• The request
Reproduce every one of the following lines verbatim, preserving each character, number, and line break without alteration.

• Exercise materials
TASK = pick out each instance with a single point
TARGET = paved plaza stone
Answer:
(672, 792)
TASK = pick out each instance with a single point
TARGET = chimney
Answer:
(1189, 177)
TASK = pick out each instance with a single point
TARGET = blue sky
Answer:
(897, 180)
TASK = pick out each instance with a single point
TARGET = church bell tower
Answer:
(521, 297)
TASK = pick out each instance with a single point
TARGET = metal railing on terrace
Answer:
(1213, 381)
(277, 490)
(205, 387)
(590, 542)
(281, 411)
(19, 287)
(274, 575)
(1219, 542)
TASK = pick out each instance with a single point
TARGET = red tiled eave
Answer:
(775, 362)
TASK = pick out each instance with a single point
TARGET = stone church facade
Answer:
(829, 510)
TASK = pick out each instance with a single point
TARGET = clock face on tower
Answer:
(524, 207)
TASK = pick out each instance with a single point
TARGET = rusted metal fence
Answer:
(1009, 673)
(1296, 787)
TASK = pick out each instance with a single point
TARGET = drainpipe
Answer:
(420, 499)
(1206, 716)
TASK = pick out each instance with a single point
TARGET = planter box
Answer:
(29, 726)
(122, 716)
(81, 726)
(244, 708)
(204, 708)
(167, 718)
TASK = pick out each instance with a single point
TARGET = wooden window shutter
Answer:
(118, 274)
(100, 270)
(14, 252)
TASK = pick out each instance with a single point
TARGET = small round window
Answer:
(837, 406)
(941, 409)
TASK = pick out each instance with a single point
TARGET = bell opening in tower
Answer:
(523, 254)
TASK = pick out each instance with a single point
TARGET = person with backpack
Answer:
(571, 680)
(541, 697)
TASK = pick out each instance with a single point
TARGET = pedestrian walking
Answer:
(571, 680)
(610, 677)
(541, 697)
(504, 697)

• Output for this task
TASK = pick out each instance with a single point
TARGET = paved plaza stone
Answer:
(672, 792)
TASK = pick out each instance with a single point
TARGET = chimney
Answer:
(1189, 177)
TASK = pick out each instance with a single point
TARGET = blue sky
Answer:
(897, 180)
TASK = pick out each instance with a single point
TARGET = church bell tower
Answer:
(521, 297)
TASK = pick out each instance with a single point
TARGET = metal railing on terrace
Answer:
(1213, 381)
(277, 490)
(205, 387)
(590, 542)
(281, 411)
(19, 287)
(274, 575)
(1219, 542)
TASK = pick out each instance with a single point
TARGET = red tiled eave
Answer:
(775, 362)
TASK = pick out each instance with a single point
TARGET = stone church facade
Answer:
(829, 510)
TASK = pick out each instance with a single point
TARGET = clock face on tower
Answer:
(524, 207)
TASK = pick out each instance with a single point
TARGET = rusted metal fence
Answer:
(1009, 673)
(1296, 787)
TASK = pick out each instance with a single point
TARGET = drainpipe
Answer:
(420, 499)
(1206, 716)
TASK = pick out each instance with a single point
TARGET = planter box
Answer:
(29, 726)
(122, 716)
(81, 726)
(244, 708)
(204, 708)
(167, 718)
TASK = pick out each instance with a single point
TARGET = wooden window shutter
Answer:
(118, 274)
(100, 270)
(14, 252)
TASK = pick out each instance with a single point
TARGET = small round window
Answer:
(837, 406)
(941, 409)
TASK = pick out each instance with a single point
TARGET = bell opening in tower
Answer:
(523, 254)
TASK = pick out each instance with a single point
TARGET = person with backpack
Answer:
(571, 680)
(541, 697)
TASK = pick out each instance with a single point
TARGET = pedestrian walking
Answer:
(571, 680)
(610, 677)
(541, 697)
(504, 697)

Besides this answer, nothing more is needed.